— start GIVEN ENTRIES —

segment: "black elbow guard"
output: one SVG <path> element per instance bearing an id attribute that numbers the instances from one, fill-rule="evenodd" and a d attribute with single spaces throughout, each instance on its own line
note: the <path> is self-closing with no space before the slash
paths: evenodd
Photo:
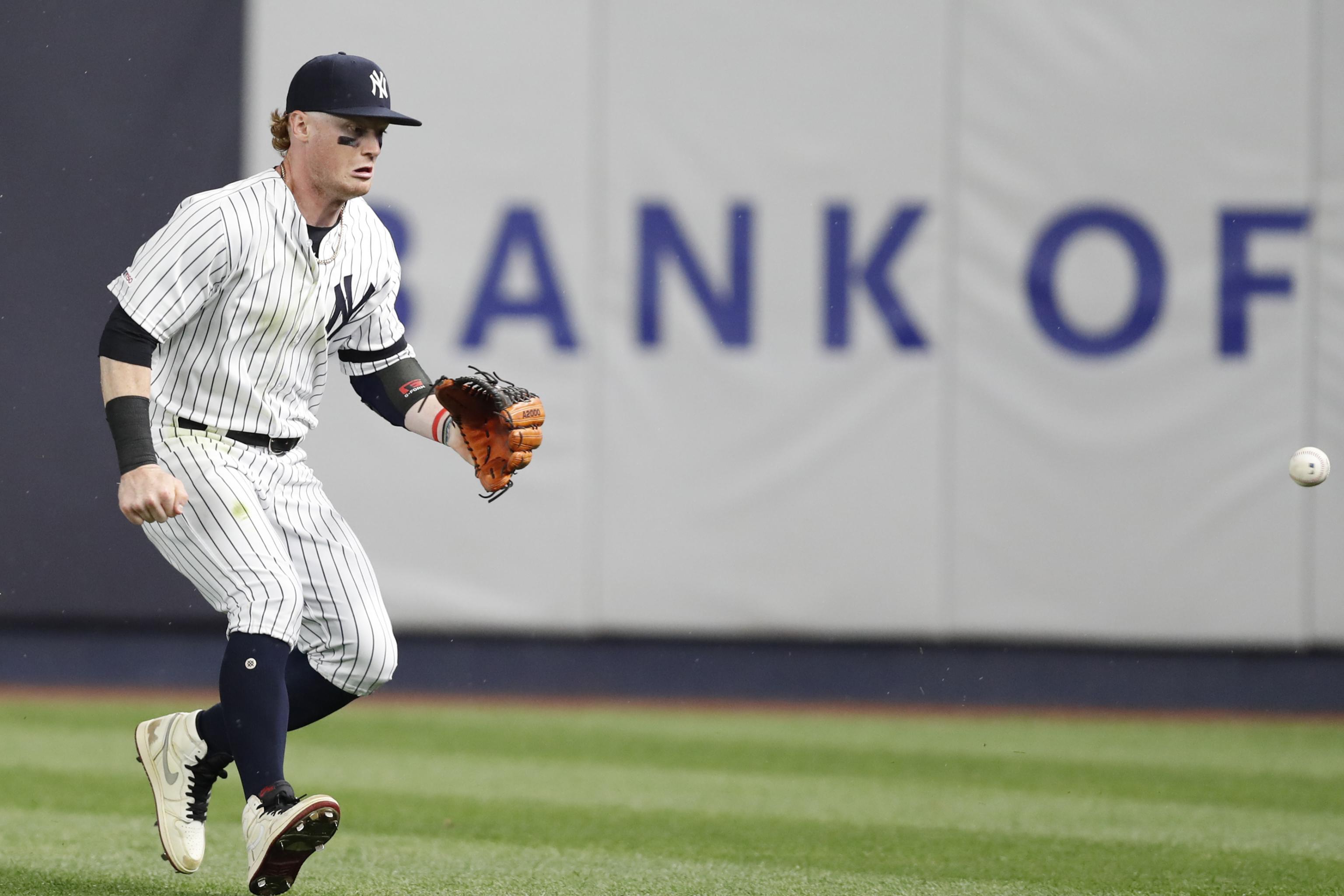
<path id="1" fill-rule="evenodd" d="M 102 339 L 98 340 L 98 355 L 136 367 L 152 367 L 156 348 L 159 340 L 137 324 L 121 305 L 113 309 L 108 325 L 102 328 Z"/>
<path id="2" fill-rule="evenodd" d="M 406 412 L 422 402 L 434 387 L 414 357 L 403 357 L 376 373 L 349 377 L 359 400 L 392 426 L 406 424 Z"/>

— end GIVEN ENTRIES —

WHAT TO WORK ON:
Every line of the material is to be quoted exactly, with no pictures carried over.

OUTPUT:
segment: "black elbow guard"
output: one SVG <path> element per instance bearing an id attribute that numbers the instances from one, fill-rule="evenodd" and a d attribute with single spaces throughout, each instance on its own line
note: the <path> is self-closing with no space before the slash
paths: evenodd
Photo:
<path id="1" fill-rule="evenodd" d="M 102 339 L 98 340 L 98 355 L 136 367 L 152 367 L 156 348 L 159 340 L 137 324 L 121 305 L 113 309 L 108 325 L 102 328 Z"/>
<path id="2" fill-rule="evenodd" d="M 406 412 L 422 402 L 434 387 L 414 357 L 403 357 L 376 373 L 349 377 L 359 400 L 392 426 L 406 424 Z"/>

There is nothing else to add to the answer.